WORK TO COMPLETE :: Arrange every line of the items below into a Markdown table with two columns, No. and Line, numbering the rows in order. Omit any blank lines.

[Items from a labeling collection]
====

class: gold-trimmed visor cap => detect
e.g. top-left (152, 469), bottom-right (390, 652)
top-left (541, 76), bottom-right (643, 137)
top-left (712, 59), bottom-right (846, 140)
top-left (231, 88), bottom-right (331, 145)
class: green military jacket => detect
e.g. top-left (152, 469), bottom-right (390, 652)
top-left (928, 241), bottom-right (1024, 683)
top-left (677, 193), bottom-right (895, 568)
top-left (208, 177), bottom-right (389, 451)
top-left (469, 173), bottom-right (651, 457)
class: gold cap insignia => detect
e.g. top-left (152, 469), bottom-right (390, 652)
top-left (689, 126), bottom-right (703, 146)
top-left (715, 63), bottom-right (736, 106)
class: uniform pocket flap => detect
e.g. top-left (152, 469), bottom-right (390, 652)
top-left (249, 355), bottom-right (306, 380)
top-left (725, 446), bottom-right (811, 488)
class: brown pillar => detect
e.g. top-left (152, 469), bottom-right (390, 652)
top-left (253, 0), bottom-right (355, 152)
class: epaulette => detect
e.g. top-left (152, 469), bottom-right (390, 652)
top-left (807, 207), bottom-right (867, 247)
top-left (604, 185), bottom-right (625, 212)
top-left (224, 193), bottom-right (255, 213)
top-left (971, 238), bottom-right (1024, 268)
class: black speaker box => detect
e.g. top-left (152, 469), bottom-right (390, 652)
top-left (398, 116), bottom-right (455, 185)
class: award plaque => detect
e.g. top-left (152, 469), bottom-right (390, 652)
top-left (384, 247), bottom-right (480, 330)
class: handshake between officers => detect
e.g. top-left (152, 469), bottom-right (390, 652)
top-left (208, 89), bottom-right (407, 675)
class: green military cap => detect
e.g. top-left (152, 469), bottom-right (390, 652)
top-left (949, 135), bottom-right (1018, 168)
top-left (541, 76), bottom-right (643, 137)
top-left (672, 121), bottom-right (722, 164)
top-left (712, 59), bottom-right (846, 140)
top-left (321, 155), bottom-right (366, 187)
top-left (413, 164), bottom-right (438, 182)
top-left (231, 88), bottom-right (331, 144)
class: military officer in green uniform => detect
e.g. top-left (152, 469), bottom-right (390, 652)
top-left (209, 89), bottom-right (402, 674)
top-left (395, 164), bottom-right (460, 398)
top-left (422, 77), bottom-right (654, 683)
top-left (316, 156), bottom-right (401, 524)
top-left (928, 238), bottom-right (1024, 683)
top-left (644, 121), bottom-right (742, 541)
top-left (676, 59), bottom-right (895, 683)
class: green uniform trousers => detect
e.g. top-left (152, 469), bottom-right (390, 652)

====

ANSWER FOR THE TASK ::
| No. | Line |
|---|---|
| 1 | class: gold-trimmed visor cap => detect |
| 2 | e.g. top-left (152, 469), bottom-right (390, 652) |
| 3 | top-left (541, 76), bottom-right (643, 137) |
| 4 | top-left (712, 59), bottom-right (846, 140) |
| 5 | top-left (231, 88), bottom-right (331, 145) |
| 6 | class: green military jacket => detect |
| 7 | e.g. top-left (152, 469), bottom-right (390, 652) |
| 8 | top-left (928, 241), bottom-right (1024, 683) |
| 9 | top-left (677, 193), bottom-right (895, 568) |
| 10 | top-left (208, 177), bottom-right (389, 451) |
| 11 | top-left (469, 173), bottom-right (651, 457) |
| 12 | class: gold cap insignia => detect |
| 13 | e.g. top-left (152, 469), bottom-right (390, 652) |
| 14 | top-left (689, 126), bottom-right (703, 146) |
| 15 | top-left (715, 63), bottom-right (736, 106) |
| 16 | class: uniform pocket flap => detect |
| 17 | e.g. top-left (152, 469), bottom-right (390, 652) |
| 18 | top-left (249, 355), bottom-right (306, 380) |
| 19 | top-left (725, 446), bottom-right (811, 488) |
| 20 | class: brown pillar => detect |
| 21 | e.g. top-left (152, 469), bottom-right (390, 652) |
| 22 | top-left (253, 0), bottom-right (355, 152) |
| 23 | class: epaulette => detect |
| 24 | e.g. top-left (152, 469), bottom-right (390, 652) |
| 25 | top-left (807, 207), bottom-right (867, 247) |
| 26 | top-left (604, 185), bottom-right (625, 212) |
| 27 | top-left (224, 193), bottom-right (255, 213) |
| 28 | top-left (971, 238), bottom-right (1024, 268) |
| 29 | class: black speaker box => detect |
| 30 | e.g. top-left (152, 469), bottom-right (390, 652) |
| 31 | top-left (398, 116), bottom-right (455, 185) |
| 32 | class: award plaque => detect |
| 33 | e.g. top-left (152, 469), bottom-right (390, 652) |
| 34 | top-left (384, 247), bottom-right (480, 330) |
| 35 | class: handshake between officers => detect |
| 36 | e.g. top-left (152, 469), bottom-right (390, 652) |
| 37 | top-left (208, 89), bottom-right (407, 675) |
| 38 | class: green military cap => detect |
| 39 | e.g. top-left (152, 469), bottom-right (390, 652) |
| 40 | top-left (949, 135), bottom-right (1018, 168) |
| 41 | top-left (541, 76), bottom-right (643, 137) |
| 42 | top-left (672, 121), bottom-right (722, 164) |
| 43 | top-left (712, 59), bottom-right (846, 140) |
| 44 | top-left (321, 155), bottom-right (366, 187) |
| 45 | top-left (413, 164), bottom-right (438, 182) |
| 46 | top-left (231, 88), bottom-right (331, 144) |
| 47 | class: military officer in green uniform => detect |
| 48 | e.g. top-left (152, 469), bottom-right (390, 652) |
| 49 | top-left (209, 89), bottom-right (402, 674) |
| 50 | top-left (395, 164), bottom-right (460, 398) |
| 51 | top-left (422, 77), bottom-right (654, 683) |
| 52 | top-left (316, 156), bottom-right (401, 524) |
| 53 | top-left (928, 238), bottom-right (1024, 683) |
| 54 | top-left (644, 121), bottom-right (742, 541) |
| 55 | top-left (676, 59), bottom-right (895, 683) |
| 56 | class: green uniform trousers => detect |
| 57 | e.g. top-left (152, 469), bottom-right (390, 652) |